Records from a data collection
* * *
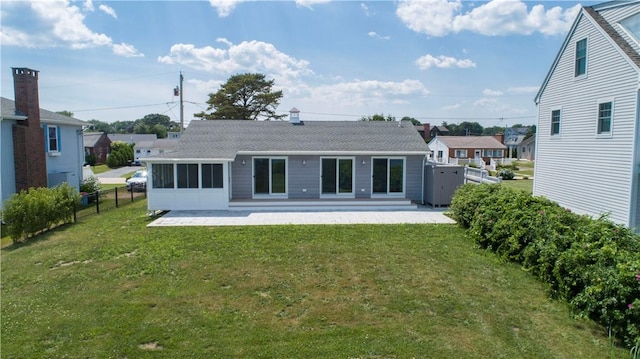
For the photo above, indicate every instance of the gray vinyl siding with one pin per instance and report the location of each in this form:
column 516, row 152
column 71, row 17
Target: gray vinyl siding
column 414, row 172
column 241, row 178
column 304, row 177
column 578, row 169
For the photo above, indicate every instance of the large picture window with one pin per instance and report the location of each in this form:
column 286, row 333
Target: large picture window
column 187, row 175
column 212, row 175
column 162, row 175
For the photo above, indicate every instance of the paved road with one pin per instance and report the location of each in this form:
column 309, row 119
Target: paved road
column 115, row 176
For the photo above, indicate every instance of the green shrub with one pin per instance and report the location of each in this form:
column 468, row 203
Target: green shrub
column 593, row 264
column 506, row 174
column 30, row 212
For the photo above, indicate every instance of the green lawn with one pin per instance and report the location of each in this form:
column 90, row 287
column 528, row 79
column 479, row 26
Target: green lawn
column 525, row 185
column 111, row 287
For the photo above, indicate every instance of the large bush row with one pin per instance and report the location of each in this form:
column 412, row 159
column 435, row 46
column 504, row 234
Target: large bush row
column 591, row 263
column 30, row 212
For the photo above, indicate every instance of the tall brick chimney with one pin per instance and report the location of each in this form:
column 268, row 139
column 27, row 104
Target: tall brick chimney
column 28, row 137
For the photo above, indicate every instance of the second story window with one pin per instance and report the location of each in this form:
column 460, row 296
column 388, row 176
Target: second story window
column 581, row 58
column 555, row 122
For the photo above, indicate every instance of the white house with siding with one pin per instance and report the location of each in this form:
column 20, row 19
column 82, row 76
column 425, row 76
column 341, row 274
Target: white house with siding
column 588, row 141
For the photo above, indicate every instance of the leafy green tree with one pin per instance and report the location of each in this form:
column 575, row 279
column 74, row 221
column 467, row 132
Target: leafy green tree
column 413, row 120
column 247, row 96
column 121, row 154
column 66, row 113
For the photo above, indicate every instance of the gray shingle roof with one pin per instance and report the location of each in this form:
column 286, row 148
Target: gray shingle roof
column 224, row 139
column 9, row 110
column 483, row 142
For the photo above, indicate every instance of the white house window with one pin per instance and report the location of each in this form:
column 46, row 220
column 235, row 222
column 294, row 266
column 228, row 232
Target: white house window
column 493, row 153
column 53, row 138
column 212, row 175
column 162, row 175
column 605, row 117
column 581, row 57
column 555, row 122
column 187, row 175
column 461, row 153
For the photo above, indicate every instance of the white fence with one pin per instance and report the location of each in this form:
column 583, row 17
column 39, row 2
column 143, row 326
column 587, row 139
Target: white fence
column 479, row 175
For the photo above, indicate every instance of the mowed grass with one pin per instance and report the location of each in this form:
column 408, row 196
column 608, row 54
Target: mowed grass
column 111, row 287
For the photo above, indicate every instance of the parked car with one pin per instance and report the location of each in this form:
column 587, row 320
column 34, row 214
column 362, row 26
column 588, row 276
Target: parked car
column 137, row 182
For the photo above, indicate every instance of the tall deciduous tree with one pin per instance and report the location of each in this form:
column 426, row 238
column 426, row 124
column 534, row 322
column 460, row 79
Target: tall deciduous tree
column 246, row 96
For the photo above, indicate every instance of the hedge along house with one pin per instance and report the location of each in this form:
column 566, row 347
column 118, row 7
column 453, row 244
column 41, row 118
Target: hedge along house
column 239, row 164
column 588, row 133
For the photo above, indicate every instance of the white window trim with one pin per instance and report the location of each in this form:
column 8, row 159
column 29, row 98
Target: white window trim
column 48, row 138
column 586, row 65
column 404, row 178
column 464, row 153
column 353, row 178
column 613, row 106
column 555, row 135
column 286, row 178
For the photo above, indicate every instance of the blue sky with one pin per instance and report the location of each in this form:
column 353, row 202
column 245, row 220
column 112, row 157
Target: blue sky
column 435, row 60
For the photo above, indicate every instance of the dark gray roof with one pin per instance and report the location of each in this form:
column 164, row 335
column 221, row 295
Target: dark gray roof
column 131, row 137
column 224, row 139
column 9, row 111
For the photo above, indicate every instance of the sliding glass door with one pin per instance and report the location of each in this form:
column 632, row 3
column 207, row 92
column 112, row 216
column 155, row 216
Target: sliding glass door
column 388, row 176
column 270, row 176
column 337, row 176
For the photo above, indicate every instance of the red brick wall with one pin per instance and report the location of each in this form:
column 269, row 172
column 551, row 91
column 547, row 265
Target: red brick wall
column 28, row 137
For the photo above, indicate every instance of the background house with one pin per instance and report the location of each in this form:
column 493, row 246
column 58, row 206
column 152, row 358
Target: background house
column 527, row 148
column 38, row 148
column 144, row 149
column 96, row 144
column 478, row 149
column 231, row 164
column 588, row 147
column 428, row 132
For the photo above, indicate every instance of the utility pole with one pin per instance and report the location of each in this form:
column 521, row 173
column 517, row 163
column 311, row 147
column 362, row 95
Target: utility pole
column 181, row 105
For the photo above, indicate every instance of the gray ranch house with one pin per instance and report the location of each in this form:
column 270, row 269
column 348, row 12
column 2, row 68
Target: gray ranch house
column 588, row 134
column 238, row 164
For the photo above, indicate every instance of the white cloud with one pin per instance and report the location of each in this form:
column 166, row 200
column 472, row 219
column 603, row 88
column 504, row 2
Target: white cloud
column 376, row 36
column 309, row 3
column 428, row 61
column 452, row 107
column 88, row 6
column 494, row 18
column 108, row 10
column 489, row 92
column 362, row 94
column 523, row 89
column 248, row 56
column 224, row 7
column 126, row 50
column 64, row 24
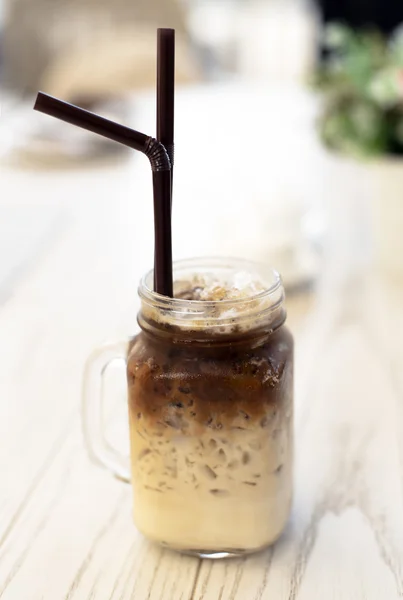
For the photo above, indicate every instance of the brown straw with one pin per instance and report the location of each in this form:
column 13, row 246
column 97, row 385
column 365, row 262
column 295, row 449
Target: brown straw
column 160, row 165
column 166, row 91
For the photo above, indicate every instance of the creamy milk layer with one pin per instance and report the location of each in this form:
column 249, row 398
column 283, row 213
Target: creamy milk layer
column 200, row 489
column 229, row 492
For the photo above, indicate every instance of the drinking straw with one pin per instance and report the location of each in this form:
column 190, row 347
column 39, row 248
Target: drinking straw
column 166, row 91
column 160, row 165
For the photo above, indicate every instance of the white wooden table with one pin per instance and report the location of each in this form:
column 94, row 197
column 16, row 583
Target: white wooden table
column 65, row 526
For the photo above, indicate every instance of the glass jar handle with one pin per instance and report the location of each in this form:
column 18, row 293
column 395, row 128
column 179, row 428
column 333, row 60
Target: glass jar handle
column 93, row 426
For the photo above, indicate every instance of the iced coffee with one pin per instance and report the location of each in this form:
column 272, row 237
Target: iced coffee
column 210, row 403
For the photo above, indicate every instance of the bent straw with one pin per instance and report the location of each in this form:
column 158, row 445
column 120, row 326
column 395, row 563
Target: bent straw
column 160, row 165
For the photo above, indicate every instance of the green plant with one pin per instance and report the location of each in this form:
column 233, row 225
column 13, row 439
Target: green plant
column 362, row 88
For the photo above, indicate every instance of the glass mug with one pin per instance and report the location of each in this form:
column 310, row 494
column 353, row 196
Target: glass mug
column 210, row 395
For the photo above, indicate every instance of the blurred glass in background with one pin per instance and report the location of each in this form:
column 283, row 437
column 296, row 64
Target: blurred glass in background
column 244, row 68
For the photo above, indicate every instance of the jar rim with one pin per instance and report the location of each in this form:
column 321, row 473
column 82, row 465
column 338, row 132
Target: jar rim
column 249, row 313
column 234, row 264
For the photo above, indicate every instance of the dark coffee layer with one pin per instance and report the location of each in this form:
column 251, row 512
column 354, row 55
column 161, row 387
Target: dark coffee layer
column 218, row 386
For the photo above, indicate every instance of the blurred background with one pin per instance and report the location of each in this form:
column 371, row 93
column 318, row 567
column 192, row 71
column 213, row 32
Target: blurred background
column 289, row 131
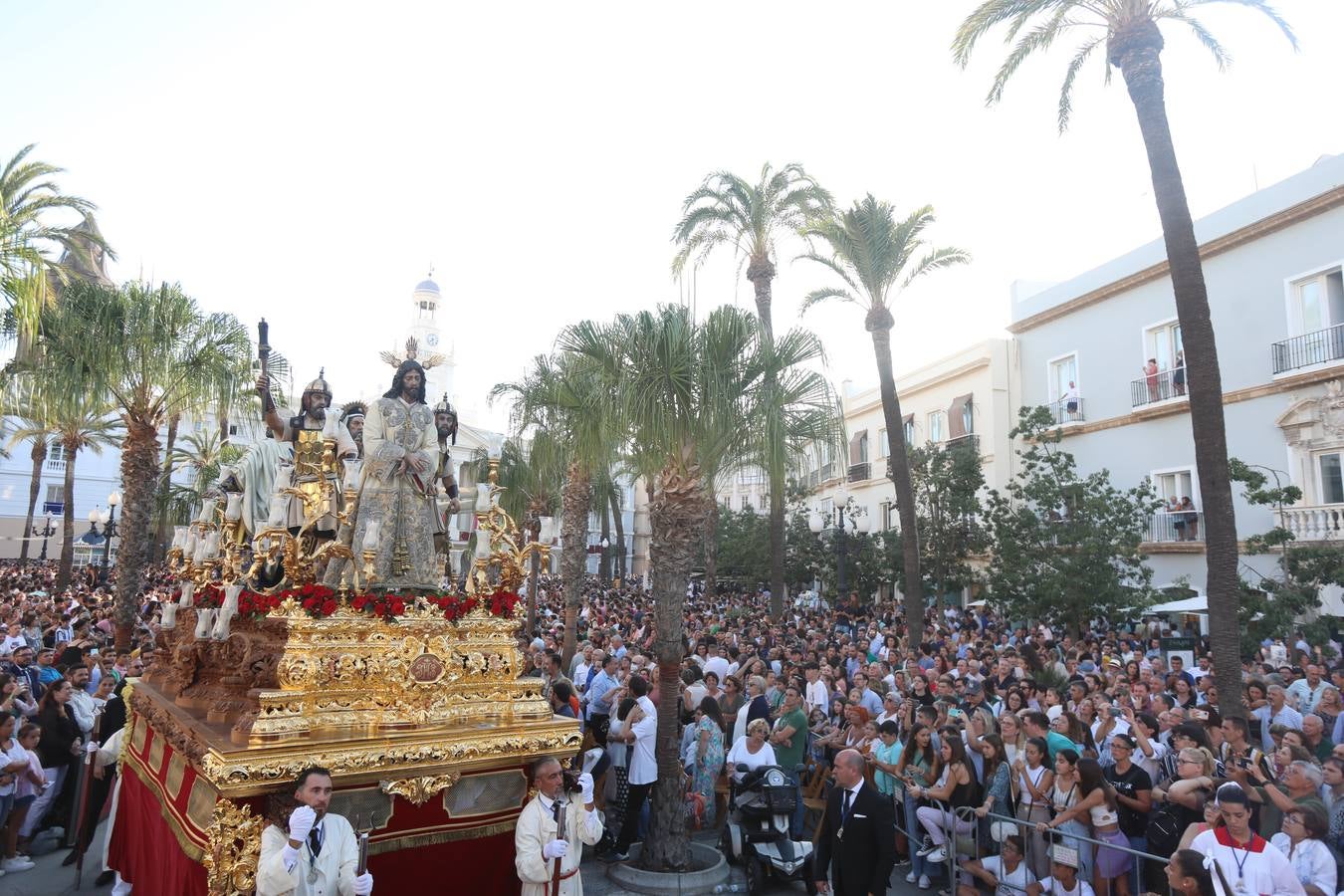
* * *
- WHAT YOU ARE ASKED TO DO -
Write out exactly the lines beginning with the line that holds "column 318, row 567" and ending with the final line of the data, both ends included, without the pictures.

- WRITTEN SOLUTION -
column 318, row 567
column 192, row 71
column 213, row 32
Target: blurred background
column 289, row 131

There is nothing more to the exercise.